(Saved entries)
---*---

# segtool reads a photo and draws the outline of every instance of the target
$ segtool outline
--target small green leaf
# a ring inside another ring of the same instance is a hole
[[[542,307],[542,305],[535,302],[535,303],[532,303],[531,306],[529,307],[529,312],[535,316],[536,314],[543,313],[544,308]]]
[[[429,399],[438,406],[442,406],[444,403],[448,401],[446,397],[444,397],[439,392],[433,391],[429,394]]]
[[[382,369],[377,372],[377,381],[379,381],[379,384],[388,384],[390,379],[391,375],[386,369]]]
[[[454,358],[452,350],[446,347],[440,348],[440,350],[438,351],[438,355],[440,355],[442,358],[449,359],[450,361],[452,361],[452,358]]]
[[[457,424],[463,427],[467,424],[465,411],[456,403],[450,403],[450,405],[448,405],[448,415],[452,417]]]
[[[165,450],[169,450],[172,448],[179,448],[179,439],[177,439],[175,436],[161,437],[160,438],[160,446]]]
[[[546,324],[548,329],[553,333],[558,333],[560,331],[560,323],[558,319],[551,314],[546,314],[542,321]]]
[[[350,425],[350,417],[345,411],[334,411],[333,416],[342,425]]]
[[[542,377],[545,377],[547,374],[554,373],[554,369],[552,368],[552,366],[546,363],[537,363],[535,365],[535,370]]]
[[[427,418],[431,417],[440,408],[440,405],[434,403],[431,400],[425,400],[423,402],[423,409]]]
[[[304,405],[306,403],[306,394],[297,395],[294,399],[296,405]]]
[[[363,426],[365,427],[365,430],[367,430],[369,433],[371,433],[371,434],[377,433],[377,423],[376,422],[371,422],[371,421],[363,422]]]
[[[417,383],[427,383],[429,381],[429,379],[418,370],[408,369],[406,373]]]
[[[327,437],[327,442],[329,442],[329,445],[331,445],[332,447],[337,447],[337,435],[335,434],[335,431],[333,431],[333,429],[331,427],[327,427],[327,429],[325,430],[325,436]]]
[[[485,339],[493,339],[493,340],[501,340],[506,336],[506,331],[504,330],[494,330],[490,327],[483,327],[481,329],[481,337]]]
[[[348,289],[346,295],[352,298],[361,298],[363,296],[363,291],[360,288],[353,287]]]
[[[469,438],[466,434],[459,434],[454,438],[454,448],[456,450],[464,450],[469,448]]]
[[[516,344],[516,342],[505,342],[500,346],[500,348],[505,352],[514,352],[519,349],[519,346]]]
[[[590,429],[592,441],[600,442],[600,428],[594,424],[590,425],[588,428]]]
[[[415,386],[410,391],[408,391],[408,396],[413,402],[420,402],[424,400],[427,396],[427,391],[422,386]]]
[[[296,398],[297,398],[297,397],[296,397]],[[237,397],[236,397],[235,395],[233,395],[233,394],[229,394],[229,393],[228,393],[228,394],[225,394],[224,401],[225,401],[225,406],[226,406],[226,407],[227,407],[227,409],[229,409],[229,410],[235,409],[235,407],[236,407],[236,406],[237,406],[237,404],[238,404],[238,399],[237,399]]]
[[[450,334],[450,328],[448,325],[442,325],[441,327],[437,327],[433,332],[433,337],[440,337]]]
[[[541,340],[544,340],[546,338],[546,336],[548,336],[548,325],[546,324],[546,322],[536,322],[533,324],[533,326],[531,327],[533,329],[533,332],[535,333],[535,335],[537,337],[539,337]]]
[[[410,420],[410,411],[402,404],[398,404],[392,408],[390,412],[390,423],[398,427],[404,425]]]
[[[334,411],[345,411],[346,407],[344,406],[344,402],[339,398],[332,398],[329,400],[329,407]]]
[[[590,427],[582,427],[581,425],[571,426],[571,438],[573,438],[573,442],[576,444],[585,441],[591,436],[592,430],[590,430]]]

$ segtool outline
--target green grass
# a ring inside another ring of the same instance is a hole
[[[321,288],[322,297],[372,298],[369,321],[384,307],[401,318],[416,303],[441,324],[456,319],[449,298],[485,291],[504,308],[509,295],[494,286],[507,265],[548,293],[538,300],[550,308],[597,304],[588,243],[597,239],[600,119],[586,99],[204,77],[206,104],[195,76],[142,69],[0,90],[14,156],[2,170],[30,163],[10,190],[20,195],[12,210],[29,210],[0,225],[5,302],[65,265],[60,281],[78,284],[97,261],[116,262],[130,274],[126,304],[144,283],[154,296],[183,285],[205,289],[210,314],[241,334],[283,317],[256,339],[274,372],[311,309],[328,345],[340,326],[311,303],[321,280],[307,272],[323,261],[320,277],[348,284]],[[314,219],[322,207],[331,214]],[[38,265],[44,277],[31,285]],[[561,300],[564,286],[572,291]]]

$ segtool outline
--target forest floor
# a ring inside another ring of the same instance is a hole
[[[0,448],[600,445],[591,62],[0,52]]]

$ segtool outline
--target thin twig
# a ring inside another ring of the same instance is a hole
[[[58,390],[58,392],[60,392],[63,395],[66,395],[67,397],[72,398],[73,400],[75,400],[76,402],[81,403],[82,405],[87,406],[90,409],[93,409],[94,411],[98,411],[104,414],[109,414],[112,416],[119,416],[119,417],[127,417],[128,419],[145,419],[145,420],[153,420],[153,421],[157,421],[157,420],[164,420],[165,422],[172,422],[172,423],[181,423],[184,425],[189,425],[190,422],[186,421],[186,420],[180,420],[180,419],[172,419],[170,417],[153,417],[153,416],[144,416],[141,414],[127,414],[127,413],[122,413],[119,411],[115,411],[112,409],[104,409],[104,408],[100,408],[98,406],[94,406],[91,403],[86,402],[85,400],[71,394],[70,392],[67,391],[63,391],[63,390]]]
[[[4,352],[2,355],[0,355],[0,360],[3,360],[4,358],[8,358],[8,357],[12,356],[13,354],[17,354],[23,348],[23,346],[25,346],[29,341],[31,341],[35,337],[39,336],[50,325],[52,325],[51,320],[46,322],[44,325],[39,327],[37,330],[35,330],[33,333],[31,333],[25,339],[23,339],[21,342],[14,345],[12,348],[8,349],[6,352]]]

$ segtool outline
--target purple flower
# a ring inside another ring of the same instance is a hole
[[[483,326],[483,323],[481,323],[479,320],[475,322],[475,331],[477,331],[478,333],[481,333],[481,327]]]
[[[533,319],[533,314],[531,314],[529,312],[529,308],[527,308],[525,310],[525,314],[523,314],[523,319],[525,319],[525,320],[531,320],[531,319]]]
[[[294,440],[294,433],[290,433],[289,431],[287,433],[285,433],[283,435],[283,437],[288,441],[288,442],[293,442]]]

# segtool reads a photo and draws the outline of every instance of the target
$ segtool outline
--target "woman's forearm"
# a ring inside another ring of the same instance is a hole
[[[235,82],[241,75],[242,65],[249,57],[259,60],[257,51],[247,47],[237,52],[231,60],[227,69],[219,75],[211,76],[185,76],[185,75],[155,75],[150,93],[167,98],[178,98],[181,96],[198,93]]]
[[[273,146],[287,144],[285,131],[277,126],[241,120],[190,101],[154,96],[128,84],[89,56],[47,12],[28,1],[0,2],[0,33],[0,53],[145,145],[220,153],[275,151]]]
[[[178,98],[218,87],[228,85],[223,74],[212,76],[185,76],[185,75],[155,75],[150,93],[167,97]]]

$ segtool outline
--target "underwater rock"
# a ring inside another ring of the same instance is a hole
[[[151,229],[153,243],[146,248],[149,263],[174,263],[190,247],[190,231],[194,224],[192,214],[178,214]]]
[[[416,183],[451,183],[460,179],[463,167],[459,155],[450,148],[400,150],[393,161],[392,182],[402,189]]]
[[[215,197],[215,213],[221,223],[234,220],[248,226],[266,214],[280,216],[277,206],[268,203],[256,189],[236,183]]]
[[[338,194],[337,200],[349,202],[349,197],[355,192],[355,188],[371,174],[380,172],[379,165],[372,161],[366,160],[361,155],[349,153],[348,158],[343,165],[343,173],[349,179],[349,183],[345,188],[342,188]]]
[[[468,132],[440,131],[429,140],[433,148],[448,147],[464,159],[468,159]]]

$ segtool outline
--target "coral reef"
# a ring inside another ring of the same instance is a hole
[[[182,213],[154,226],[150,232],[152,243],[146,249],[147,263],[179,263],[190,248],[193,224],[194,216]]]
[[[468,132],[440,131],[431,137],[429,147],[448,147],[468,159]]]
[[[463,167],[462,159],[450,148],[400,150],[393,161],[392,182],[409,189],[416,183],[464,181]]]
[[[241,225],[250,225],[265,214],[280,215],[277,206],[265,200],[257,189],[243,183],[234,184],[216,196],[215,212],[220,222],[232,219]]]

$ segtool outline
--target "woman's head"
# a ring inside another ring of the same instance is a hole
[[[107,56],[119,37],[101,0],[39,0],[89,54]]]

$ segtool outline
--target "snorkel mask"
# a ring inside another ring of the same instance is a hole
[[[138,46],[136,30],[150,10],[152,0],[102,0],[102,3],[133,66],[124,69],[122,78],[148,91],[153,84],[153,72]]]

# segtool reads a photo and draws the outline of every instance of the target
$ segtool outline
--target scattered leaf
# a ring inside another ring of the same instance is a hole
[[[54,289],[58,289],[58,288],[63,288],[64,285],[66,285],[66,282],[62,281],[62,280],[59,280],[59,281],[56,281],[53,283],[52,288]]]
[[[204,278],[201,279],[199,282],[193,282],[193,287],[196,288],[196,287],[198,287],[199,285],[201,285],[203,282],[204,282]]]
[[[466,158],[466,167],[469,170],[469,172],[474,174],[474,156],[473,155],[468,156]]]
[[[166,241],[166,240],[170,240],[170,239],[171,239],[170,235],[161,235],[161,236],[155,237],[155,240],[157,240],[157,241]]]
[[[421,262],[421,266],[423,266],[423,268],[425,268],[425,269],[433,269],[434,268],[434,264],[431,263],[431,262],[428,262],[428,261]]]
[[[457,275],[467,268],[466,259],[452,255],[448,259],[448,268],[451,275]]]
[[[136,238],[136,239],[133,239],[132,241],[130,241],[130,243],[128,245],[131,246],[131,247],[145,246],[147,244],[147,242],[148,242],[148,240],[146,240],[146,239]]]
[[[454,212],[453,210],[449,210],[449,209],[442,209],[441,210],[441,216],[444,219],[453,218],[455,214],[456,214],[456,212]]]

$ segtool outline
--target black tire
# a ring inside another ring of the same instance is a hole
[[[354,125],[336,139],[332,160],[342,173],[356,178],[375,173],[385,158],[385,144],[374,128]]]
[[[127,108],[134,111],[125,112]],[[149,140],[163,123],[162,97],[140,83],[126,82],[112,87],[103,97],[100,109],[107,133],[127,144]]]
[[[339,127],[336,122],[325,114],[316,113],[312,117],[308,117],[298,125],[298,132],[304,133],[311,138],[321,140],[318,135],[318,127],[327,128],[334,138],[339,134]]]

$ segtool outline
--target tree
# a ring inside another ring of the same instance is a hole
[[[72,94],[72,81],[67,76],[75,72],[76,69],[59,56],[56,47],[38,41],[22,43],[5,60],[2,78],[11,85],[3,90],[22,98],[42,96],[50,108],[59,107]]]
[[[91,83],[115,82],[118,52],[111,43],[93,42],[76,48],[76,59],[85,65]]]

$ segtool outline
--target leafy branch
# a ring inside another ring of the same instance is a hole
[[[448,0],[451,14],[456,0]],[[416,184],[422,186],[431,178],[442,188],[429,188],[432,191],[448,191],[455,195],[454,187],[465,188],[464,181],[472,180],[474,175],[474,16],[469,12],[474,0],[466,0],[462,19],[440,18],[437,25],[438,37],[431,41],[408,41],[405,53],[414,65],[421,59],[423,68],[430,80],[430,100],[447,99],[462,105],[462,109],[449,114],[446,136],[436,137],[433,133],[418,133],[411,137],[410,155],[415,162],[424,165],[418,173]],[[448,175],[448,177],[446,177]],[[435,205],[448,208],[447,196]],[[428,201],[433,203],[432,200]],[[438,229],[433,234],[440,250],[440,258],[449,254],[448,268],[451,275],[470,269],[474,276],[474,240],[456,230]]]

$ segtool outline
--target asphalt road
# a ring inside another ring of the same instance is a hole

---*---

- Exercise details -
Please give back only the lines between the first line of the entries and the line with "--target small green leaf", both ends included, word for word.

- Completed exercise -
# segtool reads a photo and draws the outline of every instance of the target
$ segtool outline
--target small green leaf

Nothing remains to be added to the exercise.